--- WHAT YOU WILL DO ---
Render as a JSON list of strings, one per line with blank lines omitted, only the lines starting with the line containing "of the clear" and going on through the last line of the records.

--- DATA SHOWN ---
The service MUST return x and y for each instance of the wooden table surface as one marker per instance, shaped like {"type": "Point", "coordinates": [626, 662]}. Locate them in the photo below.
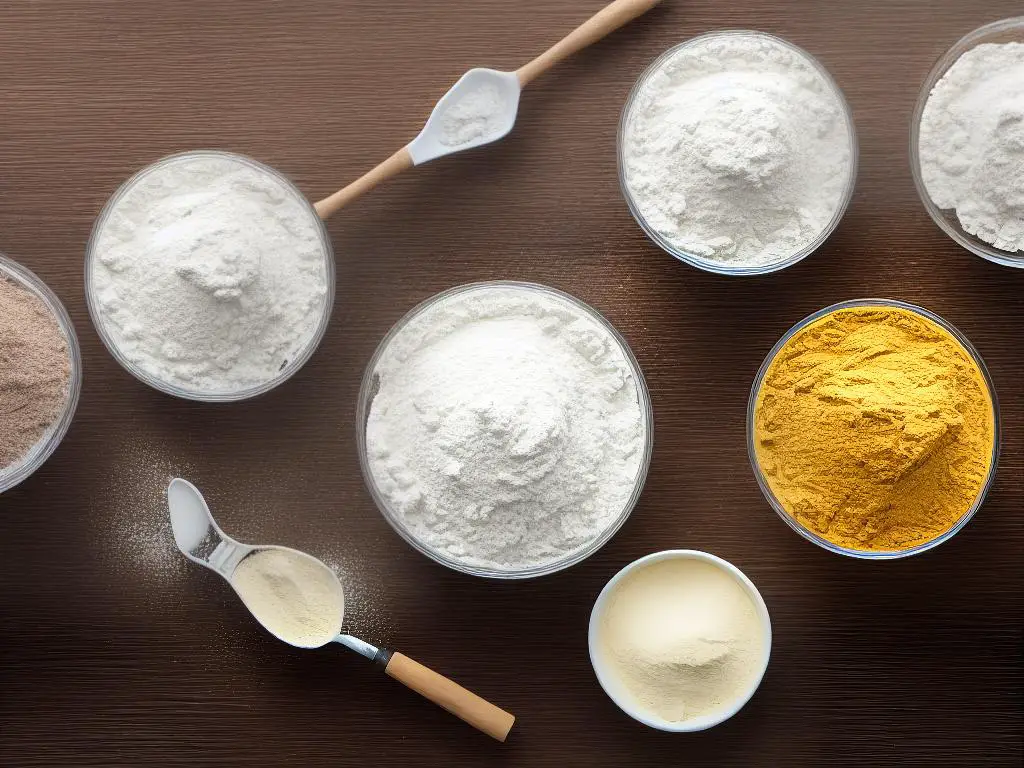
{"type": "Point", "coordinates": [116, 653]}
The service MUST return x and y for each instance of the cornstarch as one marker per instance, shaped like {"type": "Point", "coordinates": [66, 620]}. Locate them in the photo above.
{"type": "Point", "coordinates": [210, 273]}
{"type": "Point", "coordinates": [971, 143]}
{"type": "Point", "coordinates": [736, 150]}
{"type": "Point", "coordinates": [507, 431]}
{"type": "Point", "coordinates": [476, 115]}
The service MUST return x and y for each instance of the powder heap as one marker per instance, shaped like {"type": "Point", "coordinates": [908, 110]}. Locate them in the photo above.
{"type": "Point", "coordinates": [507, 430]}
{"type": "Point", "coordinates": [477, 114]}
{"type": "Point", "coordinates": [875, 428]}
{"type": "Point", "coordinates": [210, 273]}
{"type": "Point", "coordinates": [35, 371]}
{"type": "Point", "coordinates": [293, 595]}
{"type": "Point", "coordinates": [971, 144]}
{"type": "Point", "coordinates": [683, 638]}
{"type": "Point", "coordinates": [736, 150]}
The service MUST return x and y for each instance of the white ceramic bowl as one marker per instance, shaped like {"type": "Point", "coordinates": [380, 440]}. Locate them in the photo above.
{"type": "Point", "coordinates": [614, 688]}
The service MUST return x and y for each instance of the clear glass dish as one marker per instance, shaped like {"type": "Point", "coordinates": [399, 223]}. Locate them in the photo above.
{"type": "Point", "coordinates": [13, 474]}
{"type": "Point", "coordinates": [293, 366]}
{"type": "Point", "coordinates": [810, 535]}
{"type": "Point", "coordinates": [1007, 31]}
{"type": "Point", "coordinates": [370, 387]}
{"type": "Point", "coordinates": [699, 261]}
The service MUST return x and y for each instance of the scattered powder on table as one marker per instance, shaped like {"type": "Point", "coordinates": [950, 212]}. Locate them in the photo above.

--- SOLVED PROBLEM ---
[
  "The service MUST return x and y for each instance of the clear glass dish as one marker per instance, shaped like {\"type\": \"Point\", \"coordinates\": [399, 223]}. Locate them in the photo above.",
  "{\"type\": \"Point\", \"coordinates\": [13, 474]}",
  "{\"type\": \"Point\", \"coordinates\": [293, 366]}",
  "{\"type\": \"Point\", \"coordinates\": [810, 535]}",
  "{\"type\": \"Point\", \"coordinates\": [1007, 31]}",
  "{\"type\": \"Point\", \"coordinates\": [370, 387]}",
  "{\"type\": \"Point\", \"coordinates\": [699, 261]}",
  "The service MUST return x and y for each instance of the scattered powder on table as one marker per instance, shaped like {\"type\": \"Point\", \"coordinates\": [950, 212]}. Locate them in the photo above."
]